Pointing dataset excerpts

---

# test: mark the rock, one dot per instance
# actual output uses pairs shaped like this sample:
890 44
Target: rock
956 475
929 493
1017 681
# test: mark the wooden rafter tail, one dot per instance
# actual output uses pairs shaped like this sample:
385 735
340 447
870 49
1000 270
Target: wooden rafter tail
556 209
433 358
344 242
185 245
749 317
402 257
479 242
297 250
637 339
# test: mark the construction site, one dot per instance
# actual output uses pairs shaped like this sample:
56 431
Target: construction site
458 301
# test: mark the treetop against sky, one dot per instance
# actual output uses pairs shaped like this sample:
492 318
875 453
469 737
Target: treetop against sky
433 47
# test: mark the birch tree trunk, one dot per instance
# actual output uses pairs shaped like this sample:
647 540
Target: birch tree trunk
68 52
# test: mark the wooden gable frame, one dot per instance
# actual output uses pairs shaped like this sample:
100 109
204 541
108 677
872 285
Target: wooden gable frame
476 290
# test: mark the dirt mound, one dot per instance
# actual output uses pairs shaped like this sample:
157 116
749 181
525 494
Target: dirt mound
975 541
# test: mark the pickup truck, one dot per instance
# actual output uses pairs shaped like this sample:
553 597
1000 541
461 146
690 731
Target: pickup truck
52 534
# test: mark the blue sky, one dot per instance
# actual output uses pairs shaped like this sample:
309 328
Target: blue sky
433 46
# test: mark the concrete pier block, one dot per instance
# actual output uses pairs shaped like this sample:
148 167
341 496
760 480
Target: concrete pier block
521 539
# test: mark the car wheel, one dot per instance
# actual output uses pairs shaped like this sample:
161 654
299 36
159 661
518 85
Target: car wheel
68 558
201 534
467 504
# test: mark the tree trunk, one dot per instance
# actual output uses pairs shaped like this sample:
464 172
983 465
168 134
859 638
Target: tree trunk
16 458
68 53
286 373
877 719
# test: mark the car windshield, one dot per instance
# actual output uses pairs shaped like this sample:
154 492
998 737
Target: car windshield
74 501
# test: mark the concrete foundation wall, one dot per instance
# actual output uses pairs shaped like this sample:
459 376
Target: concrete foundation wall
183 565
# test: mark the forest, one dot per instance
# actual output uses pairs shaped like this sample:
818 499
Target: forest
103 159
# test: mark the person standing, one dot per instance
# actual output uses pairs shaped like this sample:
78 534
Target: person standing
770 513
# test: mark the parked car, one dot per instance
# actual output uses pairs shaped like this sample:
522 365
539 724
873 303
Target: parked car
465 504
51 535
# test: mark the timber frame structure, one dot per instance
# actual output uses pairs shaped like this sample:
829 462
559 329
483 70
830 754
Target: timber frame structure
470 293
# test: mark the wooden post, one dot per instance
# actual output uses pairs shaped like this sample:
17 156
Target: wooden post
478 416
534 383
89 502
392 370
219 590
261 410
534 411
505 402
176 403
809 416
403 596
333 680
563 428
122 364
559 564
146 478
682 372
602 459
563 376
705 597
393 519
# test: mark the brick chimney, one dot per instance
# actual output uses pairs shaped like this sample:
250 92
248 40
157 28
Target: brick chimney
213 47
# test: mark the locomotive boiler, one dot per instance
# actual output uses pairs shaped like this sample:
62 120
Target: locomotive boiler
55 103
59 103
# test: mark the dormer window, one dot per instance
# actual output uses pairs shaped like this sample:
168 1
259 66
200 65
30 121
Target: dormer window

---

EXERCISE BRIEF
Give back exactly the lines beginning at the one with "# test: mark the car windshield, one" and ending at the final line of the material; both boundary lines belong in it.

ANSWER FOR THE TASK
# test: mark the car windshield, one dot per instance
# actual output uses pairs shaped like this sample:
154 492
998 737
Target: car windshield
74 501
# test: mark the concrete foundation wall, one dot per instance
# actual output uses pairs shaped like this sample:
459 376
Target: concrete foundation wall
183 565
# test: mark the forest, one dot per instance
# actual output uses pairs shaped like this sample:
818 499
Target: forest
103 159
# test: mark the person standing, one dot per instance
# actual output uses pairs shaped like this sample:
78 534
Target: person standing
770 513
# test: mark the parked car, one dot per instance
# actual output uses pairs shaped like this sample:
522 365
539 724
873 303
Target: parked car
465 504
51 535
# test: mark the timber frame structure, one dot per instance
# actual output uses pairs shaped like this sample:
829 462
559 329
483 70
830 754
Target: timber frame structure
470 293
# test: mark the wooden post, one dot per instance
# actual output uses pairs shaped like this sample:
17 156
Target: wooden post
478 416
534 383
89 502
392 370
219 590
261 410
534 411
505 402
176 403
809 416
403 596
333 680
563 428
122 364
559 564
146 478
682 372
602 459
563 376
705 597
393 519
# test: mark the brick chimney, one dot per instance
# actual output uses pairs shaped like this sample:
250 92
248 40
157 28
Target: brick chimney
213 47
# test: mark the locomotive boiler, one dot per instance
# actual output uses pairs shaped like this sample:
62 120
Target: locomotive boiler
55 103
59 103
# test: mark the dormer window, one dot per instance
# actual output uses pairs shaped like this sample:
168 1
259 66
200 65
30 121
Target: dormer window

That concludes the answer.